TEXTE SOURCE:
_____

Question de M. MAUREY Hervé (Eure - UC) publiée le 23/01/2025

M. Hervé Maurey attire l'attention de M. le ministre auprès du ministre de l'économie, des finances et de la souveraineté industrielle et numérique, chargé de l'industrie et de l'énergie sur l'empreinte carbone croissante des terminaux numériques.

D'après une étude intitulée « Les télécoms : l'investissement au service de la connectivité », l'empreinte carbone des acteurs de l'économie numérique en France pourrait augmenter de 45 % d'ici 2030, par rapport à son niveau de 2020, passant de 17,2 à 25 Mt eq de Co2. L'étude indique que la contribution des réseaux et des datacenters à cette pollution est relativement faible par rapport à celle des terminaux qui émettaient, en 2020, 13,8 Mt eq de Co2 et pourraient en représenter 20 Mt eq de Co2.

_____

DONNÉES FOURNIES:
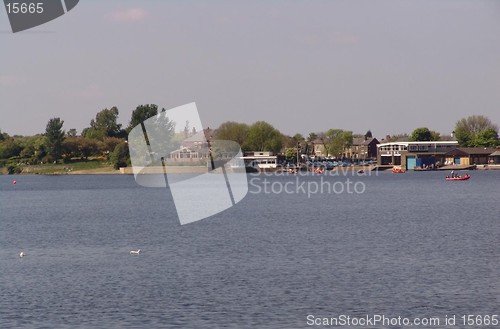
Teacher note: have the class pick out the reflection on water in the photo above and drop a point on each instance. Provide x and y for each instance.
(410, 245)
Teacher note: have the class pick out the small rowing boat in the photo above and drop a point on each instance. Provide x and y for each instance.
(465, 177)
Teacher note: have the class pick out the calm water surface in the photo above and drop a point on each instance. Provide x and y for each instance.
(411, 245)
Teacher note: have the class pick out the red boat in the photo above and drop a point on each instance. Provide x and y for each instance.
(465, 177)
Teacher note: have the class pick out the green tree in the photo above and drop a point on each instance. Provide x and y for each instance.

_____

CONSIGNE 1: Reprenez le passage du texte source commençant par « M. Hervé Maurey » et allant jusqu'à « des terminaux numériques. », en changeant « croissante » en « grandissante ».
CONSIGNE 2: D'après le texte source, combien de Mt eq de Co2 les terminaux émettaient-ils en 2020 ?
Veuillez vous appuyer uniquement sur le texte source.

RÉPONSE COMPLÈTE 1:
M. Hervé Maurey attire l'attention de M. le ministre auprès du ministre de l'économie, des finances et de la souveraineté industrielle et numérique, chargé de l'industrie et de l'énergie sur l'empreinte carbone grandissante des terminaux numériques.

RÉPONSE COMPLÈTE 2: 13,8 Mt eq de Co2.